Could you express the entries from the line containing "For every instance of the papaya" through the end of the entries as a two-column CSV with the headers entry_text and answer, one row per entry? Put each entry's text and its answer in a single quoted field, with line breaks replaced by spaces.

== INPUT MATERIAL

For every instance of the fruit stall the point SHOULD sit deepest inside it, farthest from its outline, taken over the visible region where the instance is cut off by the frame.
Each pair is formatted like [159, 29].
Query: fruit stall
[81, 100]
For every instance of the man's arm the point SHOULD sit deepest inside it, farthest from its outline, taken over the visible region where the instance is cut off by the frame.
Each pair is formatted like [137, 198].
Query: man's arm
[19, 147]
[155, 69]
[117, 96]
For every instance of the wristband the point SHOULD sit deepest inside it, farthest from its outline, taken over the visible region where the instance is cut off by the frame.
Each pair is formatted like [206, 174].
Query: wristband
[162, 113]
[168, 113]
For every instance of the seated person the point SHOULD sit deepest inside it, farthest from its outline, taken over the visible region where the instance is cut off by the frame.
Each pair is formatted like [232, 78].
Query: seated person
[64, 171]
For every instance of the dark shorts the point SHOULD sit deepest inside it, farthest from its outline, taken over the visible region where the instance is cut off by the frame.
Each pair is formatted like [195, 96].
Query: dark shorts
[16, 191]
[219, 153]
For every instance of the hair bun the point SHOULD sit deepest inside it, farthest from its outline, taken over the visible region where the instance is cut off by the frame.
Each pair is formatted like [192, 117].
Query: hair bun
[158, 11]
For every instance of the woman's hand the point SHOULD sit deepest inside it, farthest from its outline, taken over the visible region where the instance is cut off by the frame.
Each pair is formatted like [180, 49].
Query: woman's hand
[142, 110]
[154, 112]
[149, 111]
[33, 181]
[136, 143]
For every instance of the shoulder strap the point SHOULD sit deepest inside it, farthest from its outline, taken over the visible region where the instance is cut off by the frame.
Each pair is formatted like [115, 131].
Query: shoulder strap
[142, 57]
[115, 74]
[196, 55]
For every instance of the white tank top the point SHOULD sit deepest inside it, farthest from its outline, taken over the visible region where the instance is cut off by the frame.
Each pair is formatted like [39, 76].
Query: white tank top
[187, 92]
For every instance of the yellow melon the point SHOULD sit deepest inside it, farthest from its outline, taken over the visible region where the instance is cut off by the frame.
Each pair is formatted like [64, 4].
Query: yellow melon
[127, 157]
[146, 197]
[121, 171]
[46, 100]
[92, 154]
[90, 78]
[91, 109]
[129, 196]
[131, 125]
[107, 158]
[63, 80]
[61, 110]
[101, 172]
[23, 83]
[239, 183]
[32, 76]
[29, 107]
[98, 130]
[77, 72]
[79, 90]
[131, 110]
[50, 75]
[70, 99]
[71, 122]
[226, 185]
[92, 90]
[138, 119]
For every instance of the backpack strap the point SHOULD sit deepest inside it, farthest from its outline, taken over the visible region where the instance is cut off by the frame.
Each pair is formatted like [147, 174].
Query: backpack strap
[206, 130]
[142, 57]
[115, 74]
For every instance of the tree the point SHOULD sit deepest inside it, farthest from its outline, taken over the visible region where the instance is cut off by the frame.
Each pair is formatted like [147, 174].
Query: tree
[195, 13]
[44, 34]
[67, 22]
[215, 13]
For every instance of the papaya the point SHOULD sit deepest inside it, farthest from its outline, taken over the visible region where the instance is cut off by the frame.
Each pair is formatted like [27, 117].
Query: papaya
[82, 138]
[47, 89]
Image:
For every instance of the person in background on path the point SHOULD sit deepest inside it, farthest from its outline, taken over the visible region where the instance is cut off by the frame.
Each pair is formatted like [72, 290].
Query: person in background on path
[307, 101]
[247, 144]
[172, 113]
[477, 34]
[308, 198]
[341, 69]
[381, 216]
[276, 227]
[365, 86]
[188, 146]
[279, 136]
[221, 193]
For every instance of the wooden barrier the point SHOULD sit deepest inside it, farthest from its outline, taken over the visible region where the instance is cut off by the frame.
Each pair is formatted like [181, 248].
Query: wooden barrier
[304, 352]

====

RESPONSE BELOW
entry_text,answer
"For every instance of the papaya the point SHOULD sit deepest inside it, farthest from its outline, taken over the visible region where the instance is cut off by the frame. Each pair is formatted like [27, 117]. Query: papaya","[82, 138] [47, 89]"
"Image: For every instance of the person in background on path the point SHOULD sit deepest inside it, farthest from its outline, taken over the visible region where the instance is cut off by the frame. Each pair is formatted like [72, 290]. Query: person in background on path","[307, 101] [247, 144] [172, 113] [477, 34] [308, 198] [341, 69] [381, 216] [276, 227] [365, 86] [188, 146] [279, 136] [221, 193]"
"For every instance of the wooden barrier the point SHOULD sit deepest inside it, farthest from its outline, taken over the visible region where the instance is cut off by the frame. Each pair is formatted like [181, 248]. Query: wooden barrier","[304, 352]"